## [EXERCISE]
From the material below, copy every line that contains the string "garage". Case counts.

## [RECORDS SUPPLIED]
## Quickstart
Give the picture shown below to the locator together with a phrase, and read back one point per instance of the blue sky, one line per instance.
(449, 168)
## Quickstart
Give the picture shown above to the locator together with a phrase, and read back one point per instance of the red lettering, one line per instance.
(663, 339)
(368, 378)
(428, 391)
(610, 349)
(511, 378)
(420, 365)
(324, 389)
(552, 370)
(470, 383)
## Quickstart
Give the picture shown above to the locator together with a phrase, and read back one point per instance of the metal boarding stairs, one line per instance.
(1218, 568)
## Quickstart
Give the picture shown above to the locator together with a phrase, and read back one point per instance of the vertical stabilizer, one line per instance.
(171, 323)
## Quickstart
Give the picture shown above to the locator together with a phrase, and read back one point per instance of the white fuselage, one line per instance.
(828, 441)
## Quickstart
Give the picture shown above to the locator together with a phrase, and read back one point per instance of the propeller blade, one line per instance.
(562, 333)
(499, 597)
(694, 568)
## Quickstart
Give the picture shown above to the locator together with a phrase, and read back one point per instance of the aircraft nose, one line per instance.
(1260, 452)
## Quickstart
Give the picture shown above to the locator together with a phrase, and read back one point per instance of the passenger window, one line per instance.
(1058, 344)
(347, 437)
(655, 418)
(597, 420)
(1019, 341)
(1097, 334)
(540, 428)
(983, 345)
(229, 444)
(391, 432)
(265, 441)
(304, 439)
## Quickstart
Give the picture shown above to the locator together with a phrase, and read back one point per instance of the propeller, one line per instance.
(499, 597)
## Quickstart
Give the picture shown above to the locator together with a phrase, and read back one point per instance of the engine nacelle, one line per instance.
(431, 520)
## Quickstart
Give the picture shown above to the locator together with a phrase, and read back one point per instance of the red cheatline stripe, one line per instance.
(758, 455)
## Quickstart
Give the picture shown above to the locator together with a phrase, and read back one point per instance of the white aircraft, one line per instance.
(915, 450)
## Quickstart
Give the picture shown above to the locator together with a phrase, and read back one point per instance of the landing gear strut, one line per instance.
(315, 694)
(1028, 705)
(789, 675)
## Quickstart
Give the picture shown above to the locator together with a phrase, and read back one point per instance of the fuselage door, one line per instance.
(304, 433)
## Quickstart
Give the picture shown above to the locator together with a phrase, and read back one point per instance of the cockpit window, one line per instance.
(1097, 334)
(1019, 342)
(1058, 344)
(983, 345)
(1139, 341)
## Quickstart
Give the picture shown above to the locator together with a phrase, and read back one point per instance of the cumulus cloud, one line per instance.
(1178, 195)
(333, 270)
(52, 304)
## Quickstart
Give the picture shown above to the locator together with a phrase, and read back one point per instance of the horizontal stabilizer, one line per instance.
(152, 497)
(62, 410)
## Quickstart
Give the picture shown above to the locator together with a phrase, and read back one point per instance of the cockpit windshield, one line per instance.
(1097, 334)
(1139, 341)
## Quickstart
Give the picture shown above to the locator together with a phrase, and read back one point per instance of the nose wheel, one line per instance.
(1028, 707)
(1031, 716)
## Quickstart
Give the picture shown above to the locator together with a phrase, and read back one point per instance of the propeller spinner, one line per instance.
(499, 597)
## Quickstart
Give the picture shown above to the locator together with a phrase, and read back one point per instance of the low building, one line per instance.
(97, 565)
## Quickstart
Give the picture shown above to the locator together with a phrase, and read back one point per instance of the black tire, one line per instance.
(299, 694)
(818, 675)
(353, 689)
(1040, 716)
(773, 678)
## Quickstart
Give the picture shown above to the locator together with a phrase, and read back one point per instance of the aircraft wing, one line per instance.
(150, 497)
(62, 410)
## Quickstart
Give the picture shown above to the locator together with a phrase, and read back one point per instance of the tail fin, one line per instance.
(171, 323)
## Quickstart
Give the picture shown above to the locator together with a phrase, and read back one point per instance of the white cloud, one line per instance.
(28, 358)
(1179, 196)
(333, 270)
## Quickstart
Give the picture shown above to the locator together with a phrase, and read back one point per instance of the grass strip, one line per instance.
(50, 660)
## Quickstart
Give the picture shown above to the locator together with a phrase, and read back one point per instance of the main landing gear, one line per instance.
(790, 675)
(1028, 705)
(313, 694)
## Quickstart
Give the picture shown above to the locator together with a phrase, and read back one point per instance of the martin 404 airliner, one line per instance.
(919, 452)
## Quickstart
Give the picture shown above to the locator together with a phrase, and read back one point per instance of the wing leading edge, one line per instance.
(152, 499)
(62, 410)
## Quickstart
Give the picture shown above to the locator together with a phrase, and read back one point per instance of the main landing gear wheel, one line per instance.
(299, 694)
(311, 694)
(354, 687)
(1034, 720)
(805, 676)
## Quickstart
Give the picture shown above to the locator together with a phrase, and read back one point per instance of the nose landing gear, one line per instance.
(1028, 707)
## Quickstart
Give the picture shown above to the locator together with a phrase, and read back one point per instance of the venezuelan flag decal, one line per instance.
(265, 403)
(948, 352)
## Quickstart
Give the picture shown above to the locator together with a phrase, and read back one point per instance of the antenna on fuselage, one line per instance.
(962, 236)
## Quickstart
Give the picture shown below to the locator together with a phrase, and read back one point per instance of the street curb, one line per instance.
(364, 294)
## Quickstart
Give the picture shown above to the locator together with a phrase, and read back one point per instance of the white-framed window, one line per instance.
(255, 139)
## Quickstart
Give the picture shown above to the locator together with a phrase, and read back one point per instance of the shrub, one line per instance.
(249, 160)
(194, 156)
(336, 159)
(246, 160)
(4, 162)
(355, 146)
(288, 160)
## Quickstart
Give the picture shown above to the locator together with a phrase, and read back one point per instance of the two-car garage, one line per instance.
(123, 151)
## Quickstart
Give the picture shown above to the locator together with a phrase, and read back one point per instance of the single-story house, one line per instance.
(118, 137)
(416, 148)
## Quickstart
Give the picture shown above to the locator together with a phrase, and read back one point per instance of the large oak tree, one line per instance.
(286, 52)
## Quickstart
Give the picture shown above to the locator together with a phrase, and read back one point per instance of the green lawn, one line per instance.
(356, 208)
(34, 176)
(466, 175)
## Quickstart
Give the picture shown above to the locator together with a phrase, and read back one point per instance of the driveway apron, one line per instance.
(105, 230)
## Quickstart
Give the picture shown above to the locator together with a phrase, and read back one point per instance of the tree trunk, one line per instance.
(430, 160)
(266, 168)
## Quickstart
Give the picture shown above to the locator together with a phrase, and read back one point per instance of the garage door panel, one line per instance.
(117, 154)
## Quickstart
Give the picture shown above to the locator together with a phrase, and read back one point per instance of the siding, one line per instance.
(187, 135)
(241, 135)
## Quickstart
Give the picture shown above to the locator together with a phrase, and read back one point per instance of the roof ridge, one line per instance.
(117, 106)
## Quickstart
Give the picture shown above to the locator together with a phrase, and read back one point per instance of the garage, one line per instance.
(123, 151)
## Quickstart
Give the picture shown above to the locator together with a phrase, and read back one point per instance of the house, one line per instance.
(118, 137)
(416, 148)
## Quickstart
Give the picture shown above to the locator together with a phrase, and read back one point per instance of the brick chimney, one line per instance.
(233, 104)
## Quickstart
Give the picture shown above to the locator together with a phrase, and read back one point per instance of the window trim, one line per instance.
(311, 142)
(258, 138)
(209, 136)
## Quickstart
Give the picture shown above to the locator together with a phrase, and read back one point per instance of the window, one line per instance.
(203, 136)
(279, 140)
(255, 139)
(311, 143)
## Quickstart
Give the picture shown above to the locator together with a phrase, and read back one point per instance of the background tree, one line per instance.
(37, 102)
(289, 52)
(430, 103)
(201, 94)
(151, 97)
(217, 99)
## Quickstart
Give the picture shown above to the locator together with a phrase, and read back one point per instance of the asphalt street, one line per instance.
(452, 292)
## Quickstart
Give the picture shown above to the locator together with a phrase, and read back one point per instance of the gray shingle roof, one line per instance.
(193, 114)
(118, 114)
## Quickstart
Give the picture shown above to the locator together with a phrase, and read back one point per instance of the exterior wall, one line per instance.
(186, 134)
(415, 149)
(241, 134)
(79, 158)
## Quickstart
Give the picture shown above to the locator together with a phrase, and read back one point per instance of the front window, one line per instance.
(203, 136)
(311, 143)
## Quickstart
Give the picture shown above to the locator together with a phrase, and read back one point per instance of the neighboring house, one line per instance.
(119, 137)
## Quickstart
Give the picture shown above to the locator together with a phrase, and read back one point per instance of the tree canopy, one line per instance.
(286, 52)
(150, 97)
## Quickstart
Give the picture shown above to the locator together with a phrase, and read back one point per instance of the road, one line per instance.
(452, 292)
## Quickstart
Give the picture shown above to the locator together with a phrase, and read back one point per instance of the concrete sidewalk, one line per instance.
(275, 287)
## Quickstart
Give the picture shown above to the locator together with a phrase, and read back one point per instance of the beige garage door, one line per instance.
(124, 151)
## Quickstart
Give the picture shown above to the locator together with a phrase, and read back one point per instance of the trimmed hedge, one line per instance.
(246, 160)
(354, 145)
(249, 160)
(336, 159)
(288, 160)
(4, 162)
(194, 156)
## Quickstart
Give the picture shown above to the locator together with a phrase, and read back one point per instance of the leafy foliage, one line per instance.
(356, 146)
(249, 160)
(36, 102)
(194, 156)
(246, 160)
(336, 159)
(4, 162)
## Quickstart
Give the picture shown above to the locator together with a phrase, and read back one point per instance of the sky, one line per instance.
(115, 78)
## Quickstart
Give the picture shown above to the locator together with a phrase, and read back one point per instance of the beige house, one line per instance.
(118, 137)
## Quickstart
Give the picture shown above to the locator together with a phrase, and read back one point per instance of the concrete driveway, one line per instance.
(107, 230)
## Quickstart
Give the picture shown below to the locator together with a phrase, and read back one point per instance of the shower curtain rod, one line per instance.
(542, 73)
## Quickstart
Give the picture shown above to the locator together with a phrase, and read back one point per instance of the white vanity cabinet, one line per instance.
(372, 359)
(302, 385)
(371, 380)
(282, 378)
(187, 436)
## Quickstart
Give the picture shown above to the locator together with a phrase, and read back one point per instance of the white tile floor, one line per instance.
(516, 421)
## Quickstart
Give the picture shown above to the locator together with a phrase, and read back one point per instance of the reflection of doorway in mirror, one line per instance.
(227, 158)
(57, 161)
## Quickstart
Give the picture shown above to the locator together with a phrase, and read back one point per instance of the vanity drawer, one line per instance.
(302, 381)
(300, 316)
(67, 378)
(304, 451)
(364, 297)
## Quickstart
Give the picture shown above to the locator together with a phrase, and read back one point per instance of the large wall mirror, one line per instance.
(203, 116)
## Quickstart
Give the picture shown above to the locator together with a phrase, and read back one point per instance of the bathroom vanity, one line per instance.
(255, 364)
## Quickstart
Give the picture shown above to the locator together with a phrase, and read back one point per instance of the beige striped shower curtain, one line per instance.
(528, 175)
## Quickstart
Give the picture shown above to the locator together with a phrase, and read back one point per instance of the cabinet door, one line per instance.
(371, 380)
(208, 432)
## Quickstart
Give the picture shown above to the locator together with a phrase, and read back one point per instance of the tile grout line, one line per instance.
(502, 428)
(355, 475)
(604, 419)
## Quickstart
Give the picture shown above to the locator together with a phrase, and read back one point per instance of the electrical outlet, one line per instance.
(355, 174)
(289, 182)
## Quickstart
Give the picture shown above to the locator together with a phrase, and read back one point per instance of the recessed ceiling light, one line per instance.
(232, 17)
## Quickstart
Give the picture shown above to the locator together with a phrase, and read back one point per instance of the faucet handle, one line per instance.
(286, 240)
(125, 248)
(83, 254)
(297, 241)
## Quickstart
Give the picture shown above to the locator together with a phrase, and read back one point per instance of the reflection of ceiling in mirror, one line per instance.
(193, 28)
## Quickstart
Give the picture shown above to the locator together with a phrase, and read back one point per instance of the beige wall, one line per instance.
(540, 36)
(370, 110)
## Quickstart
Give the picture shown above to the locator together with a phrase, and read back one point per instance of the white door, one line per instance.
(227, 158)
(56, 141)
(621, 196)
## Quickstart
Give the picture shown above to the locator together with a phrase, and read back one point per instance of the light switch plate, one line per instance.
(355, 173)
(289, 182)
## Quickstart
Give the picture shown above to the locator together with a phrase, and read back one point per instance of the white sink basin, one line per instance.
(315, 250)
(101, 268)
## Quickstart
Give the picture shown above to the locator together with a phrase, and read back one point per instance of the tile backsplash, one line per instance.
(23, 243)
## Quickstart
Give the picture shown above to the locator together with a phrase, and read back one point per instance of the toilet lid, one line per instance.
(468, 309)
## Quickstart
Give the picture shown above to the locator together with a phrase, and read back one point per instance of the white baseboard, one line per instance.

## [OUTPUT OF THE EXERCISE]
Give the picture shown above to the locator together with a phrase, and read back one point per instance of the two-car garage, one line per instance.
Give the picture shown above to the locator together with a phrase, and read back one point per instance of the garage door panel, one line per instance.
Give the picture shown above to the locator together with a phrase, and read back one point per instance of the garage, one line per instance.
Give the picture shown above to the locator together with a phrase, and read back one point per instance of the beige garage door, one line per instance.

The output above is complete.